## Start

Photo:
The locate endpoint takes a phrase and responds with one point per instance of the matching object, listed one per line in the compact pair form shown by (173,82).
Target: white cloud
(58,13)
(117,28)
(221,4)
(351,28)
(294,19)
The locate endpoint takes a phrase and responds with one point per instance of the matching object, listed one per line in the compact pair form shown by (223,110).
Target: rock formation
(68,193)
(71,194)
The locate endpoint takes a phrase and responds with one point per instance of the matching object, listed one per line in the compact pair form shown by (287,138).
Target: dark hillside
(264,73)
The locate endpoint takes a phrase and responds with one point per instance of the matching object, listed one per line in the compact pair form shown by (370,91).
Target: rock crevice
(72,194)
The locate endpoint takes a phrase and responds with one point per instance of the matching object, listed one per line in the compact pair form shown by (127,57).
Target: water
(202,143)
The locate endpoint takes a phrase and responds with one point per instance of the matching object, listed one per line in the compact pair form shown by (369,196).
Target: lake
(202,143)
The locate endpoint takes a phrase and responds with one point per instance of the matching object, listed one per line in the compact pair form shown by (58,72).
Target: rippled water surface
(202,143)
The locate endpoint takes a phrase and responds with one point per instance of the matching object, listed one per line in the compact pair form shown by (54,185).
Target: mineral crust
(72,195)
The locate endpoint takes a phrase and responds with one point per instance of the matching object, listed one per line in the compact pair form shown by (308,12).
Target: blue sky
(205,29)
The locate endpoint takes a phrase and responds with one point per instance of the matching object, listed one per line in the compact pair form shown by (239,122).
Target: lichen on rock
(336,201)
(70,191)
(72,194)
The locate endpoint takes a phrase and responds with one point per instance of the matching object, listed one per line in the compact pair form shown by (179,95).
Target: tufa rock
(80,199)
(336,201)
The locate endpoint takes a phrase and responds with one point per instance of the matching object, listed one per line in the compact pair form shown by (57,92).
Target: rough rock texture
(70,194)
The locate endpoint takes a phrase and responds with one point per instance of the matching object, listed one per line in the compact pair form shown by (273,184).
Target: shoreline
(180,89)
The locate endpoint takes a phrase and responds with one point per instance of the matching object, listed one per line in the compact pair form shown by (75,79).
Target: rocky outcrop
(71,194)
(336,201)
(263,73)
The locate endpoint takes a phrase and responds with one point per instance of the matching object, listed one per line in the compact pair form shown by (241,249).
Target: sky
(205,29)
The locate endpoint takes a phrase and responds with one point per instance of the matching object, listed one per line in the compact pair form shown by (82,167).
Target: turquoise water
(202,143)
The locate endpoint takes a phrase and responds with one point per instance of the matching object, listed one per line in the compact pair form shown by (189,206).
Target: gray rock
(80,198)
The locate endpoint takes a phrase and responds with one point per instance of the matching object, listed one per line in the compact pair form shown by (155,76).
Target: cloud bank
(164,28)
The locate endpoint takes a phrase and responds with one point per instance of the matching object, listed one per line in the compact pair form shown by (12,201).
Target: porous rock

## End

◆ What to work on: Can you give every line above again, exactly as written?

◆ Exercise solution:
Photo:
The locate endpoint takes a phrase and responds with one point per instance of the matching object, listed one per line in the compact pair form shown by (173,82).
Target: white cloud
(58,13)
(117,28)
(221,4)
(351,28)
(294,19)
The locate endpoint takes a phrase and responds with one point per instance of the matching object, listed one per line in the compact pair form shown by (223,110).
Target: rock formation
(68,193)
(71,194)
The locate endpoint takes a phrase and responds with one point per instance of the matching object, listed one per line in the compact pair form shown by (287,138).
Target: dark hillside
(264,73)
The locate endpoint takes a phrase and responds with one point per instance of the matching object, listed one per line in the compact pair form shown by (370,91).
Target: rock crevice
(72,194)
The locate endpoint takes a phrase and responds with one point per instance of the matching object, listed one per line in the compact pair form shown by (127,57).
Target: water
(202,143)
The locate endpoint takes a phrase and responds with one point per instance of the matching object, listed one per line in the compact pair form shown by (369,196).
Target: lake
(202,143)
The locate endpoint takes a phrase and responds with one point per instance of the matching object, listed one per line in the compact pair form shown by (58,72).
Target: rippled water surface
(202,143)
The locate endpoint takes a phrase and responds with one point per instance of the matching object, listed one per line in the compact pair form shown by (54,185).
Target: mineral crust
(72,195)
The locate endpoint takes a phrase and responds with one point per instance of the matching object, listed one per line in the compact pair form shown by (308,12).
Target: blue sky
(205,29)
The locate endpoint takes a phrase and responds with one point per instance of the matching object, listed one per line in the compact pair form shown by (239,122).
Target: lichen on rock
(336,201)
(70,191)
(72,194)
The locate endpoint takes a phrase and responds with one point per instance of the matching object, listed one per line in the compact pair form shown by (179,95).
Target: tufa rock
(80,199)
(336,201)
The locate endpoint takes a phrase and responds with one point per instance of the matching object, listed one per line in the compact pair form shown by (57,92).
Target: rough rock texture
(70,194)
The locate endpoint takes a phrase and responds with one point per instance of the matching object, listed one per line in the compact pair form shown by (273,184).
Target: shoreline
(180,89)
The locate endpoint takes a phrase and responds with one point per instance of the matching object, listed one per line in the compact pair form shown by (75,79).
Target: rocky outcrop
(71,194)
(336,201)
(263,73)
The locate endpoint takes a phrase and responds with one point per instance of the matching object, listed one per line in the compact pair form shown by (241,249).
Target: sky
(205,29)
The locate endpoint takes a phrase and responds with one point per instance of the matching object, listed one per line in the compact pair form shown by (82,167).
Target: turquoise water
(202,143)
The locate endpoint takes a phrase and responds with one point per instance of the matching object, listed one per line in the compact pair form shown by (189,206).
Target: gray rock
(80,198)
The locate endpoint takes a phrase and responds with one point per instance of the matching object, listed one per line in the compact pair form shown by (155,76).
Target: cloud bank
(164,28)
The locate endpoint takes a phrase and responds with one point per instance of the matching object, listed one per line in the compact pair form shown by (12,201).
Target: porous rock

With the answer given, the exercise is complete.